This is an excellent way to explore the model’s reasoning and text generation abilities before integrating it into your applications. The playground provides immediate feedback, helping you understand how the model responds to various inputs and letting you fine-tune your prompts for optimal results.

You can quickly test the model in the playground through the UI. However, to invoke the deployed model programmatically with Amazon Bedrock APIs, you need to get the endpoint Amazon Resource Name (ARN).

Discover Mistral-Small-24B-Instruct-2501 in SageMaker JumpStart

You can access Mistral-Small-24B-Instruct-2501 through SageMaker JumpStart in the SageMaker Studio UI and the SageMaker Python SDK. In this section, we go over how to discover the models in SageMaker Studio.

SageMaker Studio is an integrated development environment (IDE) that provides a single web-based visual interface where you can access purpose-built tools to perform ML development steps, from preparing data to building, training, and deploying your ML models. For more information about how to get started and set up SageMaker Studio, see Amazon SageMaker Studio.

In the SageMaker Studio console, access SageMaker JumpStart by choosing JumpStart in the navigation pane.
Select HuggingFace.
From the SageMaker JumpStart landing page, search for Mistral-Small-24B-Instruct-2501 using the search box.

*Tasks to complete*
(1) Answer these from the SageMaker passage:
(a) What do you need in order to invoke the deployed model programmatically with Amazon Bedrock APIs?
(b) Through which two means can Mistral-Small-24B-Instruct-2501 be accessed via SageMaker JumpStart?
(c) How is SageMaker JumpStart reached from the SageMaker Studio console?
(2) Pull out the part of the SageMaker passage that runs from "This is an excellent" down to "in SageMaker Studio.", copying it word for word.
Answer using only the SageMaker passage, without outside knowledge.

*Extracted information*
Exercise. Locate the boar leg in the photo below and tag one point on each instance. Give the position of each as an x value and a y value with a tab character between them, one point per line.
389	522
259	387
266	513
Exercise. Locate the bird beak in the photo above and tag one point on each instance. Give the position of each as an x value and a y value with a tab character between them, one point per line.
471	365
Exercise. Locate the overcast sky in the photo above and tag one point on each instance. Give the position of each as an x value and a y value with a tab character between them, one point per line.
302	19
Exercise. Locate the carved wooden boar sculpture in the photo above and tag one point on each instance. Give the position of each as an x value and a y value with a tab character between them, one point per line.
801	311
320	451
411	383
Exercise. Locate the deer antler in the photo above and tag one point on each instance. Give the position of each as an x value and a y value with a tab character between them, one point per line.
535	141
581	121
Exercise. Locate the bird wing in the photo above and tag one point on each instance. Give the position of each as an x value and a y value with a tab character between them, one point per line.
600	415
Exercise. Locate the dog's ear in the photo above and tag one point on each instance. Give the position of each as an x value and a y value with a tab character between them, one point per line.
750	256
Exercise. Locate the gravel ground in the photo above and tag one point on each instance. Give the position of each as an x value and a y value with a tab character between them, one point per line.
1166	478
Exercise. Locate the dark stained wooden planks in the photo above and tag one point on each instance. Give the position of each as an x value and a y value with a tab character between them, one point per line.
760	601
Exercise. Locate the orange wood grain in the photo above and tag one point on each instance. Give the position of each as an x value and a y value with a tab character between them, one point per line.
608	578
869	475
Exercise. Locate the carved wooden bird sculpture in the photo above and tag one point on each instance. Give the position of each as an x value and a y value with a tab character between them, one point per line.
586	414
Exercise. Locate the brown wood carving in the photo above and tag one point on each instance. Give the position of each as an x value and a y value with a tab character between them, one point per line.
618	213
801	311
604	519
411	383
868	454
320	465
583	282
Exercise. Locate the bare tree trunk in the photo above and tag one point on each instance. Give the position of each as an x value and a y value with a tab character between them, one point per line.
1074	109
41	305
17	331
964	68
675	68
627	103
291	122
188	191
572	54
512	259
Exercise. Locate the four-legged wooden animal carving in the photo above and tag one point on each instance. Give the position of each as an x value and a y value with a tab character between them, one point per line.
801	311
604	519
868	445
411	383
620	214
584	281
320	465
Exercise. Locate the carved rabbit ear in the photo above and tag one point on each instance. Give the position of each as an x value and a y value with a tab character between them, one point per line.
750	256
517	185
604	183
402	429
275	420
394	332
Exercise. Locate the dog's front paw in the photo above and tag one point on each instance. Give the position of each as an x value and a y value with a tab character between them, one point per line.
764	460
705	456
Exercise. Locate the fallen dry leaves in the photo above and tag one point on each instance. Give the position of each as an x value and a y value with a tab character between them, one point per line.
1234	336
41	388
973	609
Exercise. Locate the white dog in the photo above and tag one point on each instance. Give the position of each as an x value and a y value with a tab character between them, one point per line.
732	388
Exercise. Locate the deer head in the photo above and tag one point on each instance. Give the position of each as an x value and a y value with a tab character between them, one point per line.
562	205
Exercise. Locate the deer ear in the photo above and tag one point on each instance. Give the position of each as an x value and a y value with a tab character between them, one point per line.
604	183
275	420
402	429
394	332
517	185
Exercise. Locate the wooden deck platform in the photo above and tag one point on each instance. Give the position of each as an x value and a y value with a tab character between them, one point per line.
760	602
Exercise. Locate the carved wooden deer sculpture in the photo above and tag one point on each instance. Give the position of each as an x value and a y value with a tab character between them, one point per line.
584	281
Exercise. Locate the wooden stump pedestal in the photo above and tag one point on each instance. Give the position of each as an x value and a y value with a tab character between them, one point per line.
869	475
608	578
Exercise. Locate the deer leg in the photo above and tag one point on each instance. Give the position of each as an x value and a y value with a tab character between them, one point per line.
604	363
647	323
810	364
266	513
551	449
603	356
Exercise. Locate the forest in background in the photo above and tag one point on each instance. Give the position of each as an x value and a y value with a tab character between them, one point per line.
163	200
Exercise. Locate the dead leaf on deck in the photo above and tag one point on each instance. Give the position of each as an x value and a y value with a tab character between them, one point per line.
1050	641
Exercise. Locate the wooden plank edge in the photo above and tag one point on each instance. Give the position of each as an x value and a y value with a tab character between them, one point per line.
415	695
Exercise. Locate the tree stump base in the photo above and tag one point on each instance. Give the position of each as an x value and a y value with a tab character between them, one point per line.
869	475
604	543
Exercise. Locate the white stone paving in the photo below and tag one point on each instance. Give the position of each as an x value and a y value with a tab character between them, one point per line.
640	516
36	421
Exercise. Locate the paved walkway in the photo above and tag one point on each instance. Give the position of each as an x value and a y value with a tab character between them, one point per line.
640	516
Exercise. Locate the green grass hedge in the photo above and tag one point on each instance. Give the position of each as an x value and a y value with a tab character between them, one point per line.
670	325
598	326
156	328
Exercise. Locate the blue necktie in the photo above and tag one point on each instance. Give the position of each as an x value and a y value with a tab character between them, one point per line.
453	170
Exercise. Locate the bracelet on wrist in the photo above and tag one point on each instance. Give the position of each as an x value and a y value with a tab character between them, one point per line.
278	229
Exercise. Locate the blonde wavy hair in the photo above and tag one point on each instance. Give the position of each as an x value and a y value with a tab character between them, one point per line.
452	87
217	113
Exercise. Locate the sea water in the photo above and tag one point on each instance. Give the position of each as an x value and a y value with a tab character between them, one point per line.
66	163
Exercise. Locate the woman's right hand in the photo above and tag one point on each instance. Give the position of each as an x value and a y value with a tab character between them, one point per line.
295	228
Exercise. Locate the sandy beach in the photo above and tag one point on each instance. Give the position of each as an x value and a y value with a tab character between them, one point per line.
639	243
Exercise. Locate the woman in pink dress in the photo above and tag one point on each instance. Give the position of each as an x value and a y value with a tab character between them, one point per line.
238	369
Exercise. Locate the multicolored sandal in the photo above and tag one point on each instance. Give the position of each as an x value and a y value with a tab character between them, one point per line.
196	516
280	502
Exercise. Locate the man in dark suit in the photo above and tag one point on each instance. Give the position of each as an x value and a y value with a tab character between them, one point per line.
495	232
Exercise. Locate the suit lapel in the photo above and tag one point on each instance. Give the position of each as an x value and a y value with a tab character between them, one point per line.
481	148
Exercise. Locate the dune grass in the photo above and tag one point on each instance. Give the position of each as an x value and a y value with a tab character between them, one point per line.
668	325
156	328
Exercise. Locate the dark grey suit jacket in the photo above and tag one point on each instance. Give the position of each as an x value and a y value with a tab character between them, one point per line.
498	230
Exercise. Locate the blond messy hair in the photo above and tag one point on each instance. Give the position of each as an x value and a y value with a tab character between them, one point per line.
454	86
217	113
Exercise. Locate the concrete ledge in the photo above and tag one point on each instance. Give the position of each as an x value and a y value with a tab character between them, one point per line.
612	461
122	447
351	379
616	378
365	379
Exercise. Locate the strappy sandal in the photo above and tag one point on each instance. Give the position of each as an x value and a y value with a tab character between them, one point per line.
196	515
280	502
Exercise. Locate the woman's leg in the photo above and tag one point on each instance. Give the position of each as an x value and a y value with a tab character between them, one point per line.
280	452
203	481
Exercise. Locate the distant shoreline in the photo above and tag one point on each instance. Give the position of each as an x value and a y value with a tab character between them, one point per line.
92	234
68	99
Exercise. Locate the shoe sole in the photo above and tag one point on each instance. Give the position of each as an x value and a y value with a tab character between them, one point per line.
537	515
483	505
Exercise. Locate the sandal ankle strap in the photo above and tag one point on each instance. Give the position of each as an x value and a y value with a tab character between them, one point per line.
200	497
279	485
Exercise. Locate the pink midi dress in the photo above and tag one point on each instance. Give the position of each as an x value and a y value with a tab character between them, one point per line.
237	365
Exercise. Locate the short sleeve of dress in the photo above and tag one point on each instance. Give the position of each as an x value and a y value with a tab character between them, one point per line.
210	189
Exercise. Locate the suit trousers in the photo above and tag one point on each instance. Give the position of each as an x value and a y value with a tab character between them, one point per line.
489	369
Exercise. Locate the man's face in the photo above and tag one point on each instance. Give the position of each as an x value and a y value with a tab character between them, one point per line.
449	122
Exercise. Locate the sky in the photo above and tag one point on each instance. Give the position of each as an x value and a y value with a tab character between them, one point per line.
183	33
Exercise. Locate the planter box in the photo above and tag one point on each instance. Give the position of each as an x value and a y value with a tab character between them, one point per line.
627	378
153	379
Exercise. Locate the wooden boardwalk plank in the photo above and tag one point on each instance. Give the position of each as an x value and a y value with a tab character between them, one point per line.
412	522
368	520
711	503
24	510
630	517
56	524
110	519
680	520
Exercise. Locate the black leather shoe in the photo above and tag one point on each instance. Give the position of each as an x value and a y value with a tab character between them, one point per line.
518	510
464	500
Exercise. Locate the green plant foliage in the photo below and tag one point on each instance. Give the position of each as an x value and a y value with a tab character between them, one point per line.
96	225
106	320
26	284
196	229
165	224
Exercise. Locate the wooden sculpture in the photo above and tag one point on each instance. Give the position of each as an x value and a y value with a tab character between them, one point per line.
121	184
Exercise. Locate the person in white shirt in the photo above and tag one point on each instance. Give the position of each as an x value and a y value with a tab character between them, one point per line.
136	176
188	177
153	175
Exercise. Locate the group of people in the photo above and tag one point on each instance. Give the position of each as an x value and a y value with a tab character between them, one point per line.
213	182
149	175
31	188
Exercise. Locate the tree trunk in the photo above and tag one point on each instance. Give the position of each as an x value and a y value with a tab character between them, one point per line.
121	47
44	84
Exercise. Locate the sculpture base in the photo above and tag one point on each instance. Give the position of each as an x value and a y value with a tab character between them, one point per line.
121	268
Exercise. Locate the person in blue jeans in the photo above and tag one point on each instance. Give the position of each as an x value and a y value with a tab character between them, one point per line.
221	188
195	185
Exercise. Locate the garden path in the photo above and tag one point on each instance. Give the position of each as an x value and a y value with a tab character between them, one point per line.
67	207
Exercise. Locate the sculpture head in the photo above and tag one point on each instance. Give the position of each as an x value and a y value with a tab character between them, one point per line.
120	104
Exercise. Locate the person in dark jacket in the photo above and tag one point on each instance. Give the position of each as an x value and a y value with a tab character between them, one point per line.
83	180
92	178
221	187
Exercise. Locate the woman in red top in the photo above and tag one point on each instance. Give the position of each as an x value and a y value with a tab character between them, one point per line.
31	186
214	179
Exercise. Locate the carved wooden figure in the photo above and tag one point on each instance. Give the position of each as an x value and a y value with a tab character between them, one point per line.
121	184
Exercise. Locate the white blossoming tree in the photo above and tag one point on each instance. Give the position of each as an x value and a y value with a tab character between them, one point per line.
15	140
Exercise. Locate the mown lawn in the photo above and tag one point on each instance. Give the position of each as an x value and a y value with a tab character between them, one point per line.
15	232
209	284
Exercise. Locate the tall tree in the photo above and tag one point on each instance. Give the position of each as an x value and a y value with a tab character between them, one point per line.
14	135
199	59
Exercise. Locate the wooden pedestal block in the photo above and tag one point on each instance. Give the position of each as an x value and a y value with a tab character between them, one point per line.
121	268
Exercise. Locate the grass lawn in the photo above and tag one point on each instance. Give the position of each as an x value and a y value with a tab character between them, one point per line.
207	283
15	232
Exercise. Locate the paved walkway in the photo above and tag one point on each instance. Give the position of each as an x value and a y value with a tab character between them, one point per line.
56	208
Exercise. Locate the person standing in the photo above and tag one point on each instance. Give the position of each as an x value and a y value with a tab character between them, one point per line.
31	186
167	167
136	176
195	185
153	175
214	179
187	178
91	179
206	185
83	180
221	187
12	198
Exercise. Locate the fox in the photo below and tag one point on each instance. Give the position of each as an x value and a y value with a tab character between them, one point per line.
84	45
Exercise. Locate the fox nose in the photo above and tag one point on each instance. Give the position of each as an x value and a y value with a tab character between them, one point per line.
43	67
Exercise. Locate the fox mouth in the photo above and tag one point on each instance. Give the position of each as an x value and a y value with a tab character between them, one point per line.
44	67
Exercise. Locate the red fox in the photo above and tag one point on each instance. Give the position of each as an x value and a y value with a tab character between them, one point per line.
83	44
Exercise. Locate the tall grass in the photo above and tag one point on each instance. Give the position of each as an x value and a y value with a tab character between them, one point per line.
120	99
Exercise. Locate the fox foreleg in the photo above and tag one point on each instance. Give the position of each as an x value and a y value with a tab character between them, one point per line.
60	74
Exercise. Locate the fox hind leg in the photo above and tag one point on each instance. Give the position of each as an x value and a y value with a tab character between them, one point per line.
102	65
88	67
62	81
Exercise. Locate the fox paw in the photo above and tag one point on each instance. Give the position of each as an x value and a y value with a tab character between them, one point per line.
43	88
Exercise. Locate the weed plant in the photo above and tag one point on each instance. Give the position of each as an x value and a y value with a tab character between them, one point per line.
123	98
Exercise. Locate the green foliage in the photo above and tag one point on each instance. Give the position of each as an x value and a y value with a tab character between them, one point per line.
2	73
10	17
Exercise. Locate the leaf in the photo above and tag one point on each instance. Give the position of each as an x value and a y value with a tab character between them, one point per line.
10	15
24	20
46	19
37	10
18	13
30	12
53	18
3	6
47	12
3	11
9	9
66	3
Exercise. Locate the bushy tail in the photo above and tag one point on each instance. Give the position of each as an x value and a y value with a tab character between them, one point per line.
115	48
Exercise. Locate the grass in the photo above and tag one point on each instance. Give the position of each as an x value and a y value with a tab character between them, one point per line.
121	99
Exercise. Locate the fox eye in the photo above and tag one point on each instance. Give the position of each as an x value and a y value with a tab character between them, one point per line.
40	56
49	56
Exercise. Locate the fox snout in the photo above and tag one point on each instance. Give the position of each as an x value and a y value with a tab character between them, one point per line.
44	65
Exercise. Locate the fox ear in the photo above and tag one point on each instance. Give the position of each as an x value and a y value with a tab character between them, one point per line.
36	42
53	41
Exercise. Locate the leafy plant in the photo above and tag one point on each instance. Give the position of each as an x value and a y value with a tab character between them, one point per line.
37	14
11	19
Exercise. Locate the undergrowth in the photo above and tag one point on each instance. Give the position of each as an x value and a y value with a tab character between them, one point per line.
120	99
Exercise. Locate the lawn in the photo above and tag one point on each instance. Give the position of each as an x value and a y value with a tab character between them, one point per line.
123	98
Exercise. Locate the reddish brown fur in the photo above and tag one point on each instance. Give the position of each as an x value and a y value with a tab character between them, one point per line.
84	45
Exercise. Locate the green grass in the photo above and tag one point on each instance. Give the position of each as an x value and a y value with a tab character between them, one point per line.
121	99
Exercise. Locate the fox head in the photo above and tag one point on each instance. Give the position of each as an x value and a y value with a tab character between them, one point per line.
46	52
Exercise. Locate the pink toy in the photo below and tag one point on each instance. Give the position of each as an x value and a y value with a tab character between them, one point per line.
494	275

*Solutions to each task*
(1)
(a) The endpoint Amazon Resource Name (ARN).
(b) The SageMaker Studio UI and the SageMaker Python SDK.
(c) By choosing JumpStart in the navigation pane.

(2)
This is an excellent way to explore the model’s reasoning and text generation abilities before integrating it into your applications. The playground provides immediate feedback, helping you understand how the model responds to various inputs and letting you fine-tune your prompts for optimal results.

You can quickly test the model in the playground through the UI. However, to invoke the deployed model programmatically with Amazon Bedrock APIs, you need to get the endpoint Amazon Resource Name (ARN).

Discover Mistral-Small-24B-Instruct-2501 in SageMaker JumpStart

You can access Mistral-Small-24B-Instruct-2501 through SageMaker JumpStart in the SageMaker Studio UI and the SageMaker Python SDK. In this section, we go over how to discover the models in SageMaker Studio.